### TEXTE RETENU
----
La langue est un organe complexe formé de 17 muscles ; sa face du dessus comporte une multitude de petites papilles qui lui donnent un aspect légèrement râpeux. Cette face est régulièrement nettoyée tout au long de la journée lorsque l’on parle, mange et déglutit, grâce à son frottement contre les dents et le palais.

BROSSAGE DE LA LANGUE : POURQUOI ?

Le brossage de la langue est préconisé uniquement lorsque ce nettoyage naturel est insuffisant. Votre chirurgien-dentiste est le professionnel qui peut vous conseiller correctement.

BROSSAGE DE LA LANGUE : POURQUOI PAS ?

Le brossage de la langue est inutile si la langue est saine et assure pleinement ses fonctions. Dans ce cas, il peut même provoquer des irritations et des altérations de la face du dessus de la langue.

BROSSAGE DE LA LANGUE : DANS QUELLE CONDITION ?

Le brossage de la langue ne peut pas être efficace si le brossage des dents n’est pas parfaitement réalisé en même temps. L’arrêt ou la diminution du tabac et de la consommation d’alcool doit également être envisagé (e) car ces deux addictions ont un impact négatif sur le nettoyage naturel de la langue.

BROSSAGE DE LA LANGUE : AVEC QUOI ?

1 racleur à langue prévu à cet effet ou 1 brosse à dents douce.

La brosse à dents utilisée pour le brossage de la langue doit être différente de celle que vous utilisez pour le brossage des dents.

BROSSAGE DE LA LANGUE : COMMENT ?

De préférence le matin, après le brossage des dents.

Tirez la langue sans vous faire mal.

Effectuez des mouvements de brossage d’arrière en avant, en commençant le plus en arrière possible, dans la limite du tolérable.

Effectuez soit la méthode des trois traits, soit celle du « X », avec 3 à 6 passages, en fonction de vos besoins.

Rincez la brosse à dents à plusieurs reprises à l’eau claire pendant le brossage, n’utilisez pas de bain de bouche sans l’avis de votre chirurgien-dentiste.

BROSSAGE DE LA LANGUE : QUAND ARRÊTER ?

Dès que les sensations de confort sont retrouvées.

Dans le cas contraire, le brossage de la langue peut être poursuivi selon vos besoins (1, 2, 3 fois par semaine par exemple).
----
### TRAVAIL DEMANDÉ
1. Dans le texte sur le brossage de la langue, quels sont tous les intertitres commençant par « BROSSAGE DE LA LANGUE » ?
2. Répondez à ces questions sur le texte sur le brossage de la langue :
(a) De combien de muscles la langue est-elle formée ?
(b) Avec quels instruments se brosse-t-on la langue ?
(c) Combien de passages faut-il effectuer avec la méthode des trois traits ou celle du « X » ?
Le matériel ci-dessous n'a aucun rapport avec le texte retenu.

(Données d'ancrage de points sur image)
----
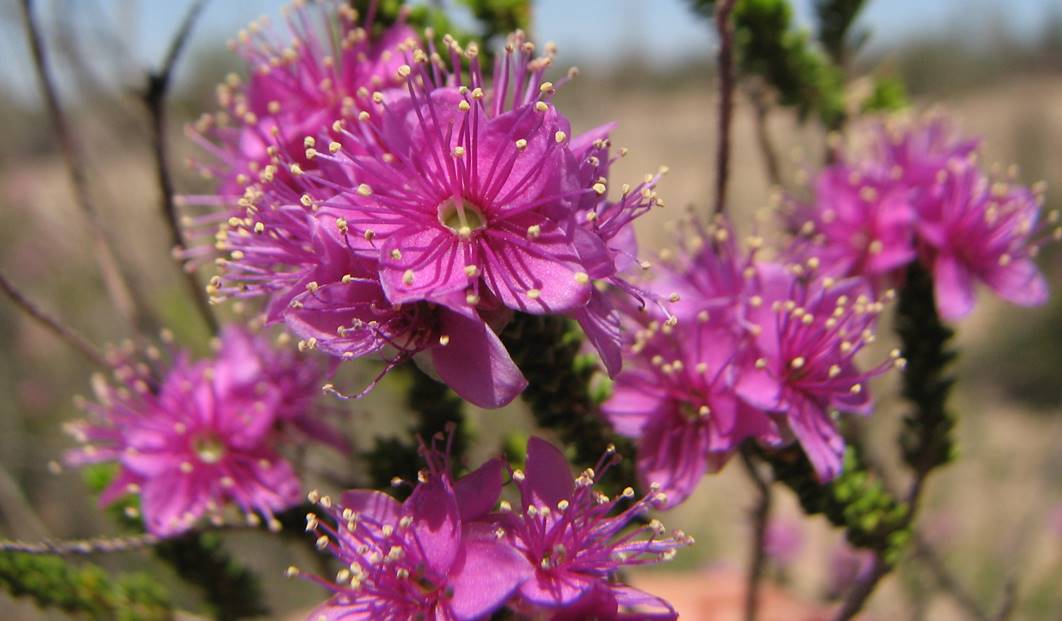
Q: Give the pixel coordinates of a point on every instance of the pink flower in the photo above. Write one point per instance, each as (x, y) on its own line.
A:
(340, 307)
(607, 223)
(200, 435)
(575, 541)
(979, 231)
(807, 331)
(857, 224)
(463, 191)
(675, 395)
(423, 558)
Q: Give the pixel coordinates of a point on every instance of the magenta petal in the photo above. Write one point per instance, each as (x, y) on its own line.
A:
(422, 263)
(548, 478)
(372, 504)
(954, 288)
(333, 609)
(475, 363)
(557, 588)
(643, 605)
(673, 453)
(437, 523)
(1020, 282)
(490, 573)
(820, 440)
(600, 323)
(758, 387)
(478, 492)
(633, 404)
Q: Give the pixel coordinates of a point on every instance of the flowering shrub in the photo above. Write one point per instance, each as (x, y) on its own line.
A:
(423, 205)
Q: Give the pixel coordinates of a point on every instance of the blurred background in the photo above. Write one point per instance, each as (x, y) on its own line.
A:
(996, 65)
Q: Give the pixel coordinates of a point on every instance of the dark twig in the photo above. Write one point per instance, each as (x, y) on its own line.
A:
(154, 100)
(947, 582)
(80, 547)
(52, 325)
(725, 30)
(861, 591)
(757, 555)
(116, 281)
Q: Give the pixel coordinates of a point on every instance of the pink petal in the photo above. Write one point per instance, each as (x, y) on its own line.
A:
(673, 452)
(954, 288)
(1020, 282)
(475, 363)
(429, 264)
(478, 492)
(600, 323)
(632, 406)
(377, 506)
(548, 477)
(489, 574)
(437, 523)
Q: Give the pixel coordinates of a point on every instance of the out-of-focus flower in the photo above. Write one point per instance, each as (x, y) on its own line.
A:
(427, 557)
(197, 436)
(675, 395)
(784, 541)
(807, 331)
(576, 540)
(980, 231)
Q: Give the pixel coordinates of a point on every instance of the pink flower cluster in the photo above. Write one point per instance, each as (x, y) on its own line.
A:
(191, 437)
(390, 200)
(918, 193)
(760, 350)
(452, 551)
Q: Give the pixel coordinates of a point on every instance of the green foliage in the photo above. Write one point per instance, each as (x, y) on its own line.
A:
(437, 407)
(83, 589)
(856, 501)
(548, 351)
(230, 590)
(500, 17)
(926, 437)
(889, 96)
(770, 47)
(836, 19)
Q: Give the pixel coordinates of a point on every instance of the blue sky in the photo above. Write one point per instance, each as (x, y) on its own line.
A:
(591, 32)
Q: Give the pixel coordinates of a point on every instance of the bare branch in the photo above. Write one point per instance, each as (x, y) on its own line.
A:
(80, 547)
(154, 100)
(122, 295)
(757, 553)
(758, 97)
(53, 325)
(725, 30)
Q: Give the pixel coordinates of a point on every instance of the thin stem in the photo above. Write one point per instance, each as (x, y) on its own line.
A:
(154, 100)
(80, 547)
(767, 151)
(725, 30)
(52, 325)
(947, 582)
(121, 293)
(861, 591)
(757, 553)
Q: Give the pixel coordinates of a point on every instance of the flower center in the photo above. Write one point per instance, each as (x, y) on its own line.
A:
(461, 217)
(695, 413)
(209, 449)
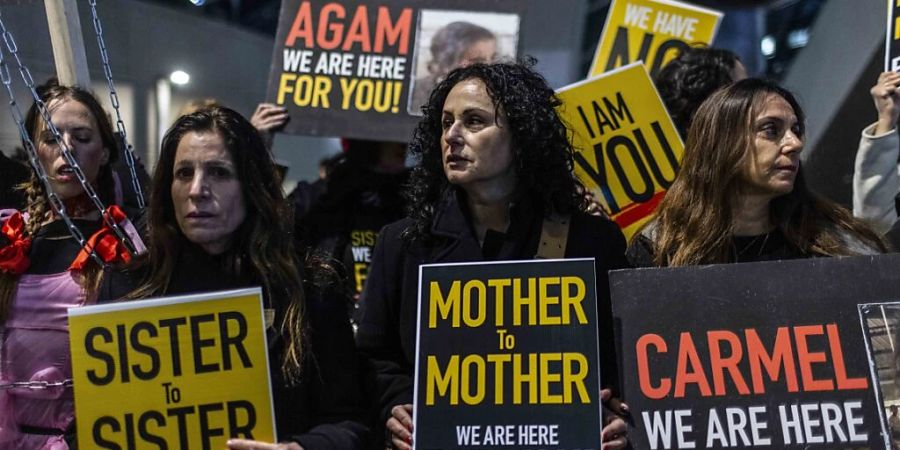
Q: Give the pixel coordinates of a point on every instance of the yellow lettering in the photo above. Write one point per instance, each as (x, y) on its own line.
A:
(445, 307)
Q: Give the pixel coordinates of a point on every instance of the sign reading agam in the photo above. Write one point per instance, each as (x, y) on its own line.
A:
(753, 355)
(652, 31)
(188, 371)
(627, 151)
(507, 355)
(892, 40)
(363, 69)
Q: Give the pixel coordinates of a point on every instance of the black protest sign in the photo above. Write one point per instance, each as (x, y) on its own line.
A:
(759, 355)
(507, 356)
(362, 69)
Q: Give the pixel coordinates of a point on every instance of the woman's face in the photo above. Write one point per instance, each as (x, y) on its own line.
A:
(206, 191)
(79, 131)
(475, 144)
(778, 141)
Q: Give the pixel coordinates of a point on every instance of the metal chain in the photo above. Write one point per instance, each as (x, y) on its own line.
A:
(114, 99)
(36, 385)
(64, 149)
(55, 202)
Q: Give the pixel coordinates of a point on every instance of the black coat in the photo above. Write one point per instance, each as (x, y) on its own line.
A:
(387, 332)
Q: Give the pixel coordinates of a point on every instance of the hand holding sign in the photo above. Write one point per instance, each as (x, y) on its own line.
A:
(400, 426)
(886, 95)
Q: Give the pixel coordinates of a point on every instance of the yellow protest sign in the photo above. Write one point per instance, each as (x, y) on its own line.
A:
(627, 150)
(653, 31)
(177, 372)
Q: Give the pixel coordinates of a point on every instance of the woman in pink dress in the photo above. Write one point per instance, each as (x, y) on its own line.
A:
(44, 270)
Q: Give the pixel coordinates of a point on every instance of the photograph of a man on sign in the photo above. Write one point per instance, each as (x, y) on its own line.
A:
(449, 39)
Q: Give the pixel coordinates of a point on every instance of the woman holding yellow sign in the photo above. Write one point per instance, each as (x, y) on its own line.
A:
(494, 173)
(218, 220)
(740, 194)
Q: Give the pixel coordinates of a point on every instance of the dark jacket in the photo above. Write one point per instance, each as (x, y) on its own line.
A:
(326, 409)
(387, 332)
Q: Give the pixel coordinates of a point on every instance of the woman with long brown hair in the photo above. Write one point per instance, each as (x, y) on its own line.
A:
(740, 194)
(44, 269)
(218, 220)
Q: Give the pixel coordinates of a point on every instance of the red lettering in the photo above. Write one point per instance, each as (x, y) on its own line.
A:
(720, 365)
(807, 358)
(393, 33)
(302, 27)
(687, 353)
(782, 356)
(337, 29)
(359, 31)
(647, 388)
(840, 369)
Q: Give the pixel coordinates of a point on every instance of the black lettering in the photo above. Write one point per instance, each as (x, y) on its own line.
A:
(110, 362)
(621, 141)
(122, 342)
(244, 430)
(619, 110)
(667, 149)
(586, 122)
(236, 341)
(651, 161)
(198, 344)
(181, 414)
(151, 352)
(602, 119)
(206, 433)
(129, 431)
(172, 325)
(97, 432)
(145, 433)
(598, 176)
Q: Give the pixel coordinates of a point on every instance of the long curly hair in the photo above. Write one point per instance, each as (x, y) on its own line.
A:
(261, 245)
(695, 219)
(689, 79)
(38, 205)
(542, 152)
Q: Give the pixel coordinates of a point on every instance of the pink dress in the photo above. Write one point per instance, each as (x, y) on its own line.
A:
(35, 347)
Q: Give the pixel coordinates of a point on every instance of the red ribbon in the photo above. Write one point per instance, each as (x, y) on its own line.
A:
(14, 256)
(104, 242)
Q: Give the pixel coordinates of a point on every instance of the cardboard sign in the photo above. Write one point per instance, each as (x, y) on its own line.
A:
(363, 69)
(892, 40)
(652, 31)
(627, 150)
(761, 355)
(179, 372)
(507, 356)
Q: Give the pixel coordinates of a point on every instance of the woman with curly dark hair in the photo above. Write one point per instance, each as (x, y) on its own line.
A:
(494, 171)
(686, 81)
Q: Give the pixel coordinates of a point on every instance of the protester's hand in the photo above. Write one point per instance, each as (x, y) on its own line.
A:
(594, 207)
(886, 95)
(400, 426)
(267, 118)
(613, 436)
(245, 444)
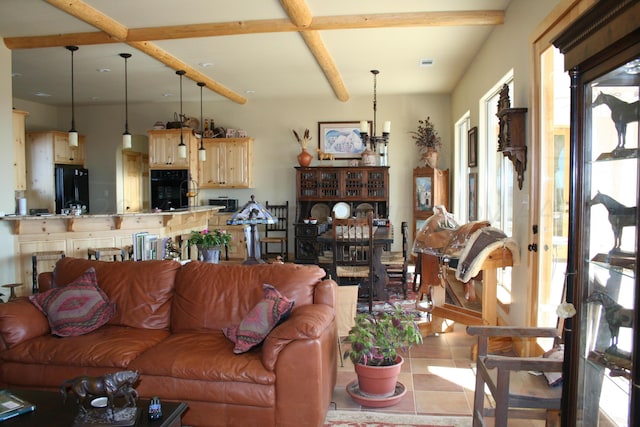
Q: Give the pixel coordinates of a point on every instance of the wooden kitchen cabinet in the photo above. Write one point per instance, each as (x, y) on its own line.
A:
(163, 149)
(19, 150)
(229, 163)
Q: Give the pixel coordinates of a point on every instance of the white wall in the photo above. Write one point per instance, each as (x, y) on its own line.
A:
(508, 47)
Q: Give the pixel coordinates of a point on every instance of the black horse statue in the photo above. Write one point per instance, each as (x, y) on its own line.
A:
(615, 315)
(620, 216)
(621, 114)
(119, 384)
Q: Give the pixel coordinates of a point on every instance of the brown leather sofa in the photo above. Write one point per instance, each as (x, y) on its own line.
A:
(168, 327)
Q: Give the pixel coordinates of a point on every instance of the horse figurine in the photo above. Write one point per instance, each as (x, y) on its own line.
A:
(620, 216)
(615, 315)
(119, 384)
(621, 114)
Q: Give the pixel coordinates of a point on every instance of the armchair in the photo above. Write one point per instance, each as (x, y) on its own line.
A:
(517, 392)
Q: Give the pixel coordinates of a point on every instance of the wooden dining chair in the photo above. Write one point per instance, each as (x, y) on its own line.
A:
(517, 390)
(352, 247)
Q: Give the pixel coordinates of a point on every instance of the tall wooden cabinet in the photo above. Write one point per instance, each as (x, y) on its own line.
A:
(44, 151)
(229, 163)
(319, 189)
(19, 149)
(602, 352)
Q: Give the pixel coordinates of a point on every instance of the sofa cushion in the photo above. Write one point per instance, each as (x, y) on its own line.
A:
(142, 290)
(78, 308)
(203, 292)
(262, 318)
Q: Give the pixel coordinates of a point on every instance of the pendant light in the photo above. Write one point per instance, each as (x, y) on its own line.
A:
(202, 153)
(182, 149)
(73, 133)
(126, 136)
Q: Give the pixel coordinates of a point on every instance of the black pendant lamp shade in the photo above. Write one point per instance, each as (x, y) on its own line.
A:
(126, 136)
(73, 133)
(202, 153)
(182, 148)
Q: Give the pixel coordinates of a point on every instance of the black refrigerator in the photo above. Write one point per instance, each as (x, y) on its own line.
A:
(72, 187)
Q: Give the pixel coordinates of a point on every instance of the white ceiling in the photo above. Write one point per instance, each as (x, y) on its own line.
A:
(265, 65)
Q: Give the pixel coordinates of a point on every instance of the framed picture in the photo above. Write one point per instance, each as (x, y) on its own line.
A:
(473, 196)
(472, 144)
(424, 193)
(342, 139)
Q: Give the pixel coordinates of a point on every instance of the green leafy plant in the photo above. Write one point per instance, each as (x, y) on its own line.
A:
(376, 338)
(210, 238)
(426, 137)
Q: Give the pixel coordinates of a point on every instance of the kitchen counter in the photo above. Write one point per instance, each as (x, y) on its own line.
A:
(74, 234)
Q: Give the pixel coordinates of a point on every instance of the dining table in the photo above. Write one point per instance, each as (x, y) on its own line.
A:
(382, 238)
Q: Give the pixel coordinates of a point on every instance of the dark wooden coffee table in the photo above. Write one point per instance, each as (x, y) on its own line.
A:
(51, 412)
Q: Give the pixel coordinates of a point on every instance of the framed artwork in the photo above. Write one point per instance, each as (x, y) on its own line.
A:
(342, 139)
(424, 193)
(473, 196)
(472, 144)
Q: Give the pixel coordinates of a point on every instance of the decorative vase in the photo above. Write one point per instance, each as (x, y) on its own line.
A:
(210, 255)
(304, 158)
(430, 158)
(378, 381)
----
### RÉPONSES NUMÉROTÉES
1.
BROSSAGE DE LA LANGUE : POURQUOI ?
BROSSAGE DE LA LANGUE : POURQUOI PAS ?
BROSSAGE DE LA LANGUE : DANS QUELLE CONDITION ?
BROSSAGE DE LA LANGUE : AVEC QUOI ?
BROSSAGE DE LA LANGUE : COMMENT ?
BROSSAGE DE LA LANGUE : QUAND ARRÊTER ?

2.
(a) 17 muscles.
(b) Un racleur à langue prévu à cet effet ou une brosse à dents douce.
(c) De 3 à 6 passages, en fonction des besoins.